-------- Data shown

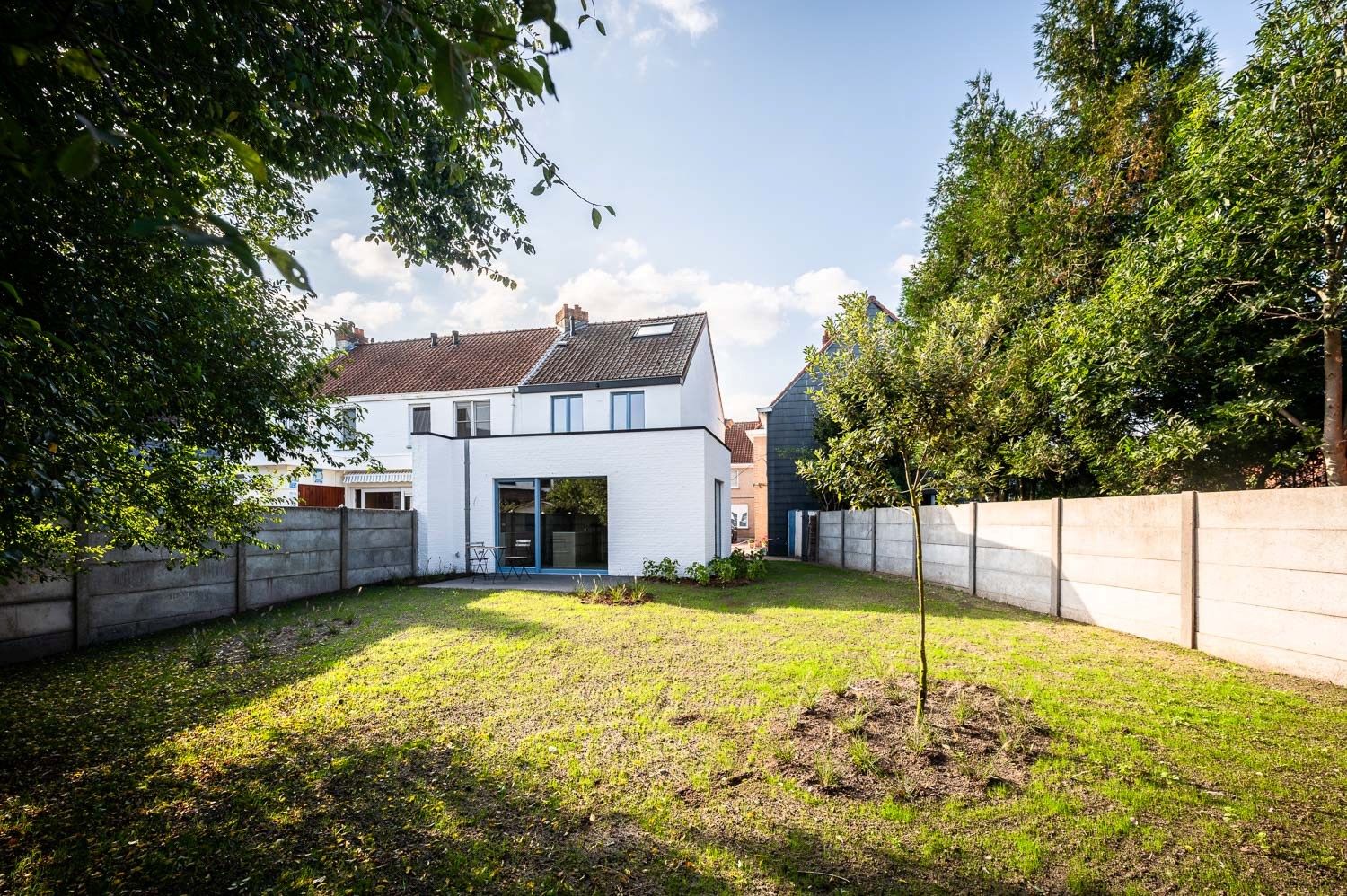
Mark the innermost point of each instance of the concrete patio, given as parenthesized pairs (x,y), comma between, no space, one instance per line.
(533,584)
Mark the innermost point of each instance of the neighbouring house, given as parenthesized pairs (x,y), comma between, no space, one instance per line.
(748,479)
(789,435)
(584,448)
(460,380)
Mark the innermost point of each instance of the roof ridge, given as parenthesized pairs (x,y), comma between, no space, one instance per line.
(426,338)
(659,317)
(541,360)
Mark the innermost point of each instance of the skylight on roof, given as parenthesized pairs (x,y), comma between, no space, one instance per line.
(654,329)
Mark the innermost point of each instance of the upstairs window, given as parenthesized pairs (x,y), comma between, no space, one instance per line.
(350,417)
(419,420)
(471,419)
(568,414)
(654,329)
(628,409)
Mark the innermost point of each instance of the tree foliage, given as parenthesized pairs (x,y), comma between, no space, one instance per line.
(912,401)
(156,156)
(1158,253)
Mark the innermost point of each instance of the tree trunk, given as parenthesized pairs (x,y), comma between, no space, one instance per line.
(1335,442)
(915,503)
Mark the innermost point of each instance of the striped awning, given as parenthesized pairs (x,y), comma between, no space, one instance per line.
(390,476)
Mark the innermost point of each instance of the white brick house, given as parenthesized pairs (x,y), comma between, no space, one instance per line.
(582,448)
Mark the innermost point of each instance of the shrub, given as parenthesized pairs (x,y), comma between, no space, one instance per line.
(622,594)
(665,570)
(727,569)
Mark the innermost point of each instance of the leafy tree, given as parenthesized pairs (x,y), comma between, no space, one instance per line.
(911,400)
(1031,207)
(1257,232)
(151,154)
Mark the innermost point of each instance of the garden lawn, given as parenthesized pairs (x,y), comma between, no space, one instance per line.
(425,739)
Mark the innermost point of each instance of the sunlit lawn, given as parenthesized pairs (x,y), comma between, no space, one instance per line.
(523,742)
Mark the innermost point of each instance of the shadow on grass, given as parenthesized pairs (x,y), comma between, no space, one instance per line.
(797,585)
(418,814)
(80,729)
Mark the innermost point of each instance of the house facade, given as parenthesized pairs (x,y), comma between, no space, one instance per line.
(612,454)
(584,448)
(748,479)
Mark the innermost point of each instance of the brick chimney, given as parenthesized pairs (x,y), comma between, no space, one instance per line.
(570,320)
(349,336)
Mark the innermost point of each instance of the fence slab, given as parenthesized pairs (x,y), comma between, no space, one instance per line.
(140,593)
(1255,577)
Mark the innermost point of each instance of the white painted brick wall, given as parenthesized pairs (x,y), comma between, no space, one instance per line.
(660,487)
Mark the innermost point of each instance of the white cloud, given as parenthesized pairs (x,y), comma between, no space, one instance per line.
(690,16)
(743,406)
(372,261)
(819,290)
(485,304)
(741,312)
(368,314)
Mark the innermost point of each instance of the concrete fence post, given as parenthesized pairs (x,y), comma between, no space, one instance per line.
(915,511)
(344,553)
(242,577)
(80,596)
(1055,548)
(973,549)
(842,526)
(1188,570)
(875,535)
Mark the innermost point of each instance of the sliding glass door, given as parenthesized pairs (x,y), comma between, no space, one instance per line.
(562,522)
(516,514)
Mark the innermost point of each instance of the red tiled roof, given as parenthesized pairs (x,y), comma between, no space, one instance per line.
(480,360)
(737,438)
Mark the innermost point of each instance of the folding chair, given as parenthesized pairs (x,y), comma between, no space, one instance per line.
(477,559)
(520,558)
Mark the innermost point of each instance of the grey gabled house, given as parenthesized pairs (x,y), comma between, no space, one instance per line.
(789,435)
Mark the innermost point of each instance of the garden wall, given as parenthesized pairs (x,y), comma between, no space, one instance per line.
(1255,577)
(317,550)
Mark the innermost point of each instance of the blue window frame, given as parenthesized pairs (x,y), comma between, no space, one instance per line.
(560,523)
(628,411)
(568,414)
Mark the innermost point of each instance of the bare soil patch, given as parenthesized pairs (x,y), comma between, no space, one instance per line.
(285,640)
(624,594)
(862,742)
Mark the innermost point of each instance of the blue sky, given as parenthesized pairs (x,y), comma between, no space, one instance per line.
(762,158)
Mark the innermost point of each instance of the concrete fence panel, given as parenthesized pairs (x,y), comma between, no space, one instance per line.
(830,538)
(1015,554)
(1272,580)
(858,553)
(1121,564)
(135,592)
(894,540)
(1255,577)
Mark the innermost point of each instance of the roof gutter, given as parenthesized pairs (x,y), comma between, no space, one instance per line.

----------------

■ **Directions for this task**: Your reply is the full set of entries reproduced exactly, with images omitted.

■ **Final answer**:
Mark the innermost point of each instance of the concrete patio, given as parenthesized pairs (x,y), comma between, no space, one instance per line.
(533,584)
Mark the innermost point of each instance of the neighbouring house, given as parenthesized pairs (x,y), comma between, no space, one instance per line.
(748,479)
(789,435)
(584,448)
(460,380)
Mark the innermost point of each instance of the roof ridge, given as parenthesized pairs (x,y), comma between, no space, one instance per line.
(426,338)
(659,317)
(541,360)
Mark the innermost point of each instance of the skylight on roof, given as parenthesized pairs (x,y), comma between, no space, one instance per line.
(654,329)
Mark the innermost point of each instance of the upstairs window, given as parenthesized pairs (x,y), comma between, no space, one instance per line.
(350,417)
(419,420)
(471,419)
(568,414)
(654,329)
(628,409)
Mark the innermost point of each instance of the tree foliage, given as parenthesized pairs (x,y), comma between, no space, one instance per line.
(912,401)
(156,156)
(1158,253)
Mark the innermost point of each instance of the tree trunk, given as parenthesized pairs (x,y), comma between, no space, one instance per line.
(1335,442)
(915,503)
Mark the innermost point of each instance of the striped awning, given as parenthesized pairs (x,y), comma between, no space, one instance per line.
(390,476)
Mark the innermost point of each instance of the white brick house, given as parenthesized pairs (x,y), comma between, no space, one instance per line.
(582,448)
Mark the innermost point of each instance of the shrub, given as parenthesized pairs (x,y), comma between, no space, one instance per line.
(622,594)
(665,570)
(727,569)
Mark the innermost point of each instance of the leafy tree, given as parenthesized pairs (x,y), comma between, no space, one instance per line.
(911,400)
(1031,207)
(1257,232)
(151,154)
Mark the innermost point of each instance of the garden lawn, given as parenthesized pairs (x,y), comma between, no space, one instance per line.
(425,739)
Mark the innermost point of each instance of the sunlit lawn, given as parenthesized pairs (x,y), comma between, no space, one instance per line.
(523,742)
Mark the innermost point of each instance of the shadow on grass, given as parenthesized pairs (x,y), comma between, no space, one instance per line.
(797,585)
(418,814)
(80,729)
Mark the innermost point of each instance of the house facade, given as parenthesized pairs (x,y), comma between, no space, one instance per line.
(612,454)
(584,448)
(748,479)
Mark the innermost point of each instance of the brick chimney, given as parenthesized pairs (x,y), comma between, no space, one instance per line.
(570,320)
(349,336)
Mark the innermost point of each instance of the fence slab, given as parenthesized pairs (x,y), comma between, no space, one instance per line.
(140,593)
(1255,577)
Mark the innermost point of each instance of the white painted brick wall, given as parenthesized pairs (x,y), comma between, no space, one instance per line.
(660,487)
Mark the innermost point of each instance of the white cloud, given as parenthesized pairs (x,y), comma between, no space, one instance per line.
(690,16)
(743,406)
(372,261)
(819,290)
(485,304)
(741,312)
(368,314)
Mark the innermost point of each instance of the concrete fence post, given as parenthesized pairs (x,y), comma between, no space, one instance per line.
(915,511)
(344,553)
(242,577)
(80,596)
(1055,548)
(973,549)
(842,526)
(1188,570)
(875,535)
Mark the innermost point of each instance of the sliding glass door, given as parenthesized pairs (x,y), comma between, no space, one instance per line.
(562,522)
(516,514)
Mark the innermost point of each instance of the red tiled roof, given as parenthesized pairs (x,y), comma between, no space, one instance per line.
(480,360)
(737,438)
Mark the innermost point of each instance of the folding chair, given as parenthesized pairs (x,y), comma between, no space, one instance per line.
(477,559)
(520,558)
Mark the innermost point of each instance of the grey gabled house, given as parenthesized pairs (x,y), comma between, no space, one instance per line.
(789,435)
Mark the innermost point of each instance of the garden wall, given as parenthesized pairs (x,y), comma between, no space, one instance per line.
(1255,577)
(317,550)
Mark the innermost point of each instance of the blue window frame, given as parenthesized pairs (x,y), comma between, no space, one instance per line.
(560,523)
(628,411)
(568,414)
Mark the innermost point of each instance of the bare soil patch, given as parenthesized pairs (x,y), comma between, no space, one instance per line.
(285,640)
(624,594)
(862,742)
Mark the innermost point of each instance of the blue sky, given as parenthesized pairs (x,y), comma between, no space, one instance per line.
(762,158)
Mark the innermost point of each instance of the concrete fence panel, given as parenthesized pairs (x,y), comma between, no space, one instance per line.
(830,538)
(1015,554)
(1272,580)
(858,553)
(1121,564)
(135,592)
(894,540)
(1255,577)
Mark the innermost point of each instance of the roof gutter, given as parenthesized pairs (x,y), comma between, no space, one instance per line.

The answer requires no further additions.